:: Text passage ::
= = = =

Data processing

Data processing aims to extract biologically relevant information from the acquired data. It includes many steps that are similar for MS and NMR. A good understanding of the steps involved is important in order to minimise the risk of skewed or false results. Typically, the endpoint of MS and NMR metabolomics studies is an (annotated) feature matrix as seen in Figure 8. A feature is typically a peak or signal that represents a chemical compound. Thus, a feature matrix contains the intensities or (relative) abundances of relevant signals for every sample, describing the metabolomics fingerprint. Ultimately, this feature list would become a list of identified metabolites with semi-quantified or quantified values. Transpositions of the matrix are also common.

= = = =

:: Record excerpts ::

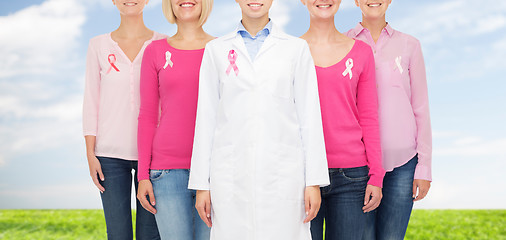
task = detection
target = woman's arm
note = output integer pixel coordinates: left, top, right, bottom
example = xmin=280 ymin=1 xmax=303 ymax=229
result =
xmin=137 ymin=45 xmax=160 ymax=214
xmin=83 ymin=40 xmax=105 ymax=192
xmin=294 ymin=41 xmax=330 ymax=223
xmin=294 ymin=41 xmax=330 ymax=186
xmin=409 ymin=41 xmax=432 ymax=181
xmin=188 ymin=44 xmax=220 ymax=227
xmin=409 ymin=41 xmax=432 ymax=201
xmin=357 ymin=44 xmax=385 ymax=212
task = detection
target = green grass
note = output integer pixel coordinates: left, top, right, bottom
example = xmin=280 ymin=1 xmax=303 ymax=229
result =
xmin=0 ymin=210 xmax=506 ymax=240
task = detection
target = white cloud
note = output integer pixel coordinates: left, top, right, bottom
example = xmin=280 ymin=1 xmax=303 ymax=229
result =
xmin=0 ymin=0 xmax=86 ymax=79
xmin=434 ymin=136 xmax=506 ymax=157
xmin=395 ymin=0 xmax=506 ymax=44
xmin=0 ymin=180 xmax=102 ymax=209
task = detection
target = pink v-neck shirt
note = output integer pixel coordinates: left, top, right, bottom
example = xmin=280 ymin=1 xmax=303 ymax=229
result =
xmin=347 ymin=23 xmax=432 ymax=181
xmin=83 ymin=32 xmax=167 ymax=160
xmin=137 ymin=39 xmax=204 ymax=181
xmin=316 ymin=40 xmax=385 ymax=187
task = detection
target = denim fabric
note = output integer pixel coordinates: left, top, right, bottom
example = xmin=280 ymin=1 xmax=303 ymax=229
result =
xmin=97 ymin=157 xmax=160 ymax=240
xmin=149 ymin=169 xmax=211 ymax=240
xmin=311 ymin=166 xmax=369 ymax=240
xmin=363 ymin=156 xmax=418 ymax=240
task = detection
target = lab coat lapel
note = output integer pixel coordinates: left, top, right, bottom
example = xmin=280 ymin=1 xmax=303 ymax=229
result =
xmin=232 ymin=34 xmax=252 ymax=65
xmin=255 ymin=23 xmax=286 ymax=59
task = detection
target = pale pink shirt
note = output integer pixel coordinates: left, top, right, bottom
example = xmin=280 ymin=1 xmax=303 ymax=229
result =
xmin=347 ymin=23 xmax=432 ymax=181
xmin=83 ymin=32 xmax=167 ymax=160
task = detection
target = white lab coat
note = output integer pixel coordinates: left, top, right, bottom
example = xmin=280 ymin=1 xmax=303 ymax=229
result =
xmin=189 ymin=25 xmax=329 ymax=240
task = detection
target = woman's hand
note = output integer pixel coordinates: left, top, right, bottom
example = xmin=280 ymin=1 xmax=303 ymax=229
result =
xmin=413 ymin=179 xmax=430 ymax=202
xmin=195 ymin=190 xmax=213 ymax=227
xmin=88 ymin=155 xmax=105 ymax=193
xmin=304 ymin=186 xmax=322 ymax=223
xmin=137 ymin=179 xmax=156 ymax=214
xmin=362 ymin=184 xmax=383 ymax=213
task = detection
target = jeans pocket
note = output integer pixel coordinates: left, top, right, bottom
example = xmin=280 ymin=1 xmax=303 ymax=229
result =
xmin=149 ymin=170 xmax=167 ymax=181
xmin=341 ymin=166 xmax=369 ymax=181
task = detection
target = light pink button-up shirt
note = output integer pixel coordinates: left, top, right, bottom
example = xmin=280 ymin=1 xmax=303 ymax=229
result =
xmin=347 ymin=23 xmax=432 ymax=181
xmin=83 ymin=32 xmax=167 ymax=160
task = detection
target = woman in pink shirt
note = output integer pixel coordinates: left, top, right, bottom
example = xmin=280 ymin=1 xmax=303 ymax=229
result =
xmin=137 ymin=0 xmax=214 ymax=240
xmin=347 ymin=0 xmax=432 ymax=239
xmin=83 ymin=0 xmax=165 ymax=239
xmin=301 ymin=0 xmax=385 ymax=240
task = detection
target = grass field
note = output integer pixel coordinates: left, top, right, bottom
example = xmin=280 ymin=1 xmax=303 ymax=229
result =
xmin=0 ymin=210 xmax=506 ymax=240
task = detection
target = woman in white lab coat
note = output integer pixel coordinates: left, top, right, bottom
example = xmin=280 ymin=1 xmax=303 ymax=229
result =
xmin=189 ymin=0 xmax=329 ymax=240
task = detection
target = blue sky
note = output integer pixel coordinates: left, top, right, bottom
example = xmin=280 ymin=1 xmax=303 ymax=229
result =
xmin=0 ymin=0 xmax=506 ymax=209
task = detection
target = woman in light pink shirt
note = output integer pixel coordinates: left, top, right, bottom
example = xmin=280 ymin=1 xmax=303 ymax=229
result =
xmin=137 ymin=0 xmax=214 ymax=240
xmin=83 ymin=0 xmax=165 ymax=239
xmin=347 ymin=0 xmax=432 ymax=239
xmin=302 ymin=0 xmax=385 ymax=240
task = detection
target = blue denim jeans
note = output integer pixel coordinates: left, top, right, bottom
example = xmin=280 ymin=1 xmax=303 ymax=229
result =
xmin=311 ymin=166 xmax=369 ymax=240
xmin=97 ymin=156 xmax=160 ymax=240
xmin=149 ymin=169 xmax=211 ymax=240
xmin=363 ymin=156 xmax=418 ymax=240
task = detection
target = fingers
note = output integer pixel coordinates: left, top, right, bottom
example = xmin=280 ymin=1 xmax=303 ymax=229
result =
xmin=413 ymin=186 xmax=429 ymax=202
xmin=88 ymin=156 xmax=105 ymax=193
xmin=304 ymin=186 xmax=321 ymax=223
xmin=137 ymin=180 xmax=156 ymax=214
xmin=195 ymin=190 xmax=212 ymax=227
xmin=362 ymin=185 xmax=383 ymax=213
xmin=362 ymin=188 xmax=372 ymax=206
xmin=91 ymin=167 xmax=105 ymax=193
xmin=304 ymin=199 xmax=320 ymax=223
xmin=413 ymin=179 xmax=430 ymax=202
xmin=204 ymin=201 xmax=213 ymax=227
xmin=413 ymin=182 xmax=418 ymax=201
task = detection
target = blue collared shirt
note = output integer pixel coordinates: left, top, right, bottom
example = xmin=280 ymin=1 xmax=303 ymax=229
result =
xmin=237 ymin=20 xmax=272 ymax=61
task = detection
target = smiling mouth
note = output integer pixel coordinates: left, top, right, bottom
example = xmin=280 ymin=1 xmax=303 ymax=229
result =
xmin=179 ymin=2 xmax=195 ymax=8
xmin=316 ymin=4 xmax=332 ymax=8
xmin=248 ymin=3 xmax=263 ymax=7
xmin=367 ymin=3 xmax=382 ymax=7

= = = =

:: Work order 1 ::
In the data processing passage, what does a feature typically represent?
:: Work order 2 ::
Output the part of the data processing passage that opens with the words containing "Data processing aims" and closes with "are also common.".

:: Written response 1 ::
A feature is typically a peak or signal that represents a chemical compound.

:: Written response 2 ::
Data processing aims to extract biologically relevant information from the acquired data. It includes many steps that are similar for MS and NMR. A good understanding of the steps involved is important in order to minimise the risk of skewed or false results. Typically, the endpoint of MS and NMR metabolomics studies is an (annotated) feature matrix as seen in Figure 8. A feature is typically a peak or signal that represents a chemical compound. Thus, a feature matrix contains the intensities or (relative) abundances of relevant signals for every sample, describing the metabolomics fingerprint. Ultimately, this feature list would become a list of identified metabolites with semi-quantified or quantified values. Transpositions of the matrix are also common.